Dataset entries
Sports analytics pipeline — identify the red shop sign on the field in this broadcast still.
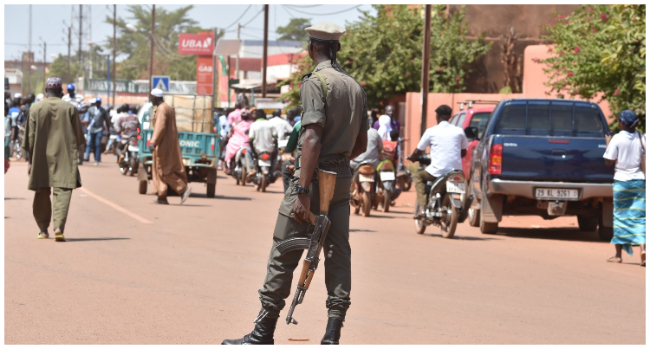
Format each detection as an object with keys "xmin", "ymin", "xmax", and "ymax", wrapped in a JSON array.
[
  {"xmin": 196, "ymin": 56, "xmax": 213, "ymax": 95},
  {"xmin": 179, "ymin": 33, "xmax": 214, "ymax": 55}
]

* * *

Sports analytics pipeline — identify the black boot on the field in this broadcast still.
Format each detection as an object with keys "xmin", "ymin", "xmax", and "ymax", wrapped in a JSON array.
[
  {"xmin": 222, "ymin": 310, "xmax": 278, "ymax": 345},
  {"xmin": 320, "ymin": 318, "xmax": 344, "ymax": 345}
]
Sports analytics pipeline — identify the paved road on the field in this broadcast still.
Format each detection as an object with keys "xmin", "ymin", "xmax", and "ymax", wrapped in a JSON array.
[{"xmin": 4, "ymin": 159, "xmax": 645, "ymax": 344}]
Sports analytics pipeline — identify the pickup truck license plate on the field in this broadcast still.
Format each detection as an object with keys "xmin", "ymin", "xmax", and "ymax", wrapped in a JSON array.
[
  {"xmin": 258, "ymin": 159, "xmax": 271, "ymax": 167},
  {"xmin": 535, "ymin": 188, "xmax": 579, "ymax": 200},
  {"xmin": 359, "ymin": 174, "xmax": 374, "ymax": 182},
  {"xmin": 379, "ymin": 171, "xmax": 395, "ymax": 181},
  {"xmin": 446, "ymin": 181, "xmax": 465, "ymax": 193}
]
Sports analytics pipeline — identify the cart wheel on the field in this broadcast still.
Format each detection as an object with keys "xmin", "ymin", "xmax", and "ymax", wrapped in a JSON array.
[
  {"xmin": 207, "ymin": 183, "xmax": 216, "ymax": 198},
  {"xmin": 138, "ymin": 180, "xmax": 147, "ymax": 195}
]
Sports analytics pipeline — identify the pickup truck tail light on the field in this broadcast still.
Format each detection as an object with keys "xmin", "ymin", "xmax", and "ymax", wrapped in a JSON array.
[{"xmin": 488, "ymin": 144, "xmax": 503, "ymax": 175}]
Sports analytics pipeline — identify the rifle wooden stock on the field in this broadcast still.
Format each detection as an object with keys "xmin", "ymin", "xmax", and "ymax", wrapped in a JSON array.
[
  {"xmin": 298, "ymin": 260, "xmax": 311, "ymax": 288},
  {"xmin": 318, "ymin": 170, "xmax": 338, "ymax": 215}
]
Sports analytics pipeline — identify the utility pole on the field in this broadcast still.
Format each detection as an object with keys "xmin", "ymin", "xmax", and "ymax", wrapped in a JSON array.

HOW TO COMPLETE THIS TASK: Filter the entries above down to the lines that contain "field".

SOLUTION:
Sports analytics pipeline — identify the red shop sign on the field in this broadcast still.
Sports analytics pipeline — identify the black boot on the field in this broadcast still.
Sports analytics pipeline — identify the paved road on the field in this broadcast still.
Sports analytics pipeline — identify the pickup truck license plate on the field in this broadcast still.
Sports analytics pipeline — identify the cart wheel on the field in this broadcast still.
Sports analytics pipeline — identify the pickup truck tail light on the field in this broadcast still.
Sports analytics pipeline — identify the rifle wooden stock on the field in this broadcast still.
Sports analytics pipeline — identify the utility pole on the field in this broadcast still.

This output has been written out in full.